### Problems
**A)** From the passage on public sentiment, reproduce word for word the part that opens with the words containing "That’s true. It’s" and closes with "a one-on-one conversation.".
**B)** In the passage on public sentiment, condense the paragraph beginning "We are engaged in a battle" into a shorter version that keeps its main points.
**C)** Answer these questions using the passage on public sentiment:
(i) Which president is quoted saying that public sentiment is everything?
(ii) According to the Ronald Reagan quote, freedom is never more than how far away from extinction?
(iii) What two settings are named for sharing the hope of freedom, opportunity, and prosperity?

### Quoted text
--- BEGIN ---

By Greg Scott, Director, Media
“In this age... public sentiment is everything. With it, nothing can fail; against it, nothing can succeed. Whoever molds public sentiment goes deeper than he who enacts statutes, or pronounces judicial decisions.” -President Abraham Lincoln
We are engaged in a battle for the future of our society. There will be winners and there will be losers. And our anti-freedom opposition is relentless. So, if we want to preserve our freedom, there is not a second to spare and not a word to waste.
As Ronald Reagan said, “Freedom is never more than one generation away from extinction.”
That’s true. It’s also true that “Every conversation is part of our mission to change the culture.”
That’s good news: we have a chance to share the hope of freedom, opportunity, and prosperity with every audience, whether that’s during a national TV interview or in a one-on-one conversation.

--- END ---

### Data section
--- BEGIN ---

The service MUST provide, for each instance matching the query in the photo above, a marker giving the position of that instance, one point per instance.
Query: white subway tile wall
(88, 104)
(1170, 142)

--- END ---

### Results for the exercise
**A)**
That’s true. It’s also true that “Every conversation is part of our mission to change the culture.”
That’s good news: we have a chance to share the hope of freedom, opportunity, and prosperity with every audience, whether that’s during a national TV interview or in a one-on-one conversation.

**B)** We are fighting for our society's future against a relentless anti-freedom opposition. There will be winners and losers, so to preserve freedom we cannot spare a second or waste a word.

**C)**
(i) Abraham Lincoln
(ii) One generation
(iii) A national TV interview and a one-on-one conversation